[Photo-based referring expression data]
────────────────────
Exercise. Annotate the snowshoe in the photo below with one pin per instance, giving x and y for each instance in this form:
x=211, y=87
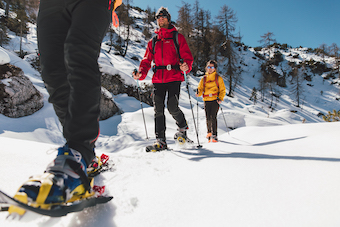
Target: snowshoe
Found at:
x=213, y=139
x=64, y=181
x=181, y=138
x=159, y=145
x=99, y=165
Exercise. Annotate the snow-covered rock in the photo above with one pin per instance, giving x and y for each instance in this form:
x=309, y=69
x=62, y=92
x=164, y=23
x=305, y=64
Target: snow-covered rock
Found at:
x=18, y=95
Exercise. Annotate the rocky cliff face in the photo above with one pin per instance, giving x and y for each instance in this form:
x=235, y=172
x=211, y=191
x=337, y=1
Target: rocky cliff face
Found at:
x=18, y=96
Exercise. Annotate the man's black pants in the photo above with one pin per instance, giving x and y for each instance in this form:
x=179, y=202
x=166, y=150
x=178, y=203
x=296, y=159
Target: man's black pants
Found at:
x=70, y=33
x=159, y=93
x=211, y=109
────────────────────
Reproduce verbatim only the lines from the one holding "x=164, y=23" through the end of the records.

x=164, y=23
x=305, y=64
Target: snow-covered rock
Found at:
x=18, y=95
Exercise. Annotate the rocky cliff face in the photo above with one pin per instance, giving x and y for each instance in this form:
x=235, y=172
x=211, y=191
x=337, y=1
Target: rocky cliff face
Found at:
x=18, y=96
Exercise. Annotate the man's black pants in the photo above with one pin per instance, giving x and y for each instance in this form:
x=179, y=202
x=166, y=150
x=178, y=203
x=296, y=159
Target: man's black pants
Found at:
x=70, y=33
x=159, y=93
x=211, y=109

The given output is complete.